TEKST STRONY
****
Adaś miłe fotki i jeszcze lepsza woda. U mnie ostatnio brania ustały pogoda troszke fixuje. Z żadka ktoś coś łowi ale się obudzą przyjdzie czas.
Jak byłem małolat i jeszcze ganiałem z pseudo gruntówka po odrze , pogoda była stabilna ciśnienie również , dzisiaj z roku na rok obserwujemy coraz to dziwniejsze zjawiska.
ludzi tłum jedna główka wolna 5h sekwencyjnego łowienia , efekt 3 pstryczki i to takie ze tylko gumiś zdjęty z haka i dwa niemiarowe szczubełki
Franku, mi ryby życie uratowały... Chodż na nie, chodż, choćby tylko po pstryczki... Lepszy pstryczek sandacza, niż pstryk od życia; pierwszy się jakoś przeżyje, drugi rzadko, ha, ha... Przepraszam Franciszku II, że nieuprawniony odwaliłem kazanie, ha, ha...
****
Etykiety punktów obiektów:
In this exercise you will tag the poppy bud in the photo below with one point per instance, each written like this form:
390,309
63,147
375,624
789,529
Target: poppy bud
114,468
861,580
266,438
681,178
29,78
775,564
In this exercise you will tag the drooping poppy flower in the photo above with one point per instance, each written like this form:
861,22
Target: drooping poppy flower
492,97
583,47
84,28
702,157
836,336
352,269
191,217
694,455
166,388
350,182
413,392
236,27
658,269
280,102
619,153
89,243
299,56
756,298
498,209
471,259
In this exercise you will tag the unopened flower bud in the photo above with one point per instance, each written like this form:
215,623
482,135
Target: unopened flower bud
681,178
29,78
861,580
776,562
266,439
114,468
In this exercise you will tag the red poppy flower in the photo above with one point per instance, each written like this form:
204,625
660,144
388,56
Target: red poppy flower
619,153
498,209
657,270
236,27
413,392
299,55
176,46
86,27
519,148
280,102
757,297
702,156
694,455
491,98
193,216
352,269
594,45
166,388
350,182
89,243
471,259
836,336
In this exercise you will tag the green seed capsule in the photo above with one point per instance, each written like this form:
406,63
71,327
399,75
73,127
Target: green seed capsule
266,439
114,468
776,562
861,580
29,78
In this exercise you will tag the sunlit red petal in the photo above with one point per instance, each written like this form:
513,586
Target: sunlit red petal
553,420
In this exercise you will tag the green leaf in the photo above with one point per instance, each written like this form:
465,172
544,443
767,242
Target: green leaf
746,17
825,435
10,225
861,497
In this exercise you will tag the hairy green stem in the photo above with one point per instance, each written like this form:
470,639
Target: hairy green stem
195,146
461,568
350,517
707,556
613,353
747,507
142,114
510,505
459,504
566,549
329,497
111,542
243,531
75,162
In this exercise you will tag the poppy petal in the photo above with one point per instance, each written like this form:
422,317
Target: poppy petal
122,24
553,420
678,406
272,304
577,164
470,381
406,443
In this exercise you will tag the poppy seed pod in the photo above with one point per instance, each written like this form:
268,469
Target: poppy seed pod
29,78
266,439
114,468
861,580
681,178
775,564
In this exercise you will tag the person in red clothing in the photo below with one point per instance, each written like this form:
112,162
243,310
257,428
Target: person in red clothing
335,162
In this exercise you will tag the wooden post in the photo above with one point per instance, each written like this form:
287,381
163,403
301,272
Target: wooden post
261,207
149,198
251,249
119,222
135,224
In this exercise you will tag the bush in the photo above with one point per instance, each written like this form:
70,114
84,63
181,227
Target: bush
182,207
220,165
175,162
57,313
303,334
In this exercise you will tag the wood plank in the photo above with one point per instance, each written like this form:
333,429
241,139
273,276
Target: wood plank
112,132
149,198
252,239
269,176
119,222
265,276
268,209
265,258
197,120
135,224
****
POLECENIE DO WYKONANIA
Odpowiedz na podstawie tekstu strony:
(a) Ile godzin trwało sekwencyjne łowienie przy jednej wolnej główce?
(b) Po jakiej rzece ganiano kiedyś z pseudo gruntówką?
(c) Co jest lepsze niż „pstryk od życia”?

ODPOWIEDŹ DO ZADANIA
(a) 5 godzin.
(b) Po Odrze.
(c) Pstryczek sandacza.